Prompt = According to the page about KAT-TUN's album Chain, how does its album information section arrive at the total of 17 songs? Answer in one to three sentences.

Studio album by KAT-TUN
- Released: February 22, 2012
- Recorded: 2012
- Genre: Pop rock
- Label: J-One
- Producer: Johnny H. Kitagawa (executive)

KAT-TUN chronology
| No More Pain (2010) | Chain (2012) | Kusabi (2013) |

Singles from Chain
- "Change Ur World" Released: November 17, 2010; "Ultimate Wheels" Released: February 2, 2011; "White" Released: May 18, 2011; "Run for You" Released: August 3, 2011; "Birth" Released: November 30, 2011;

= Chain (KAT-TUN album) =

Chain is the Sixth studio album by Japanese boy band KAT-TUN and was released in Japan on February 22, 2012, by J-One Records. On January 13, KAT-TUN endorsed the mobile game site "entag!" which used KAT-TUN's album track "Smile for You" as a CM song and the first-ever KAT-TUN animation, "Ai wa KAT-TUN", voiced by KAT-TUN themselves, was launched on entag! site for a limited period. Ai wa KAT-TUN hit 1,000,000 views in just 2 weeks.

==Album information==
Sixth album release from KAT-TUN including five single tracks, seven new songs, and five new songs featuring member's solo part (total of 17 songs). Regular Edition contains a bonus hidden track, "CHAIN OF LOVE". The jacket design used for the limited edition is different from the one used for the regular edition. This edition includes a lyrics card. The jacket design used for the limited edition is different from the one used for the regular edition. This edition includes a bonus DVD with music video(s) and bonus video footage. Comes with a booklet.

Recorded information =
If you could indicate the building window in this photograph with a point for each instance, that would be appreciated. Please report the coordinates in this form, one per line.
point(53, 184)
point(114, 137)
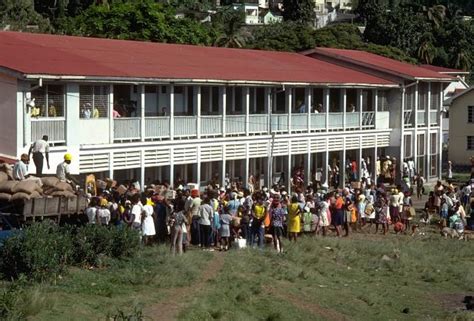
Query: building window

The solution = The 17 songs are five single tracks, seven new songs, and five new songs featuring a member's solo part.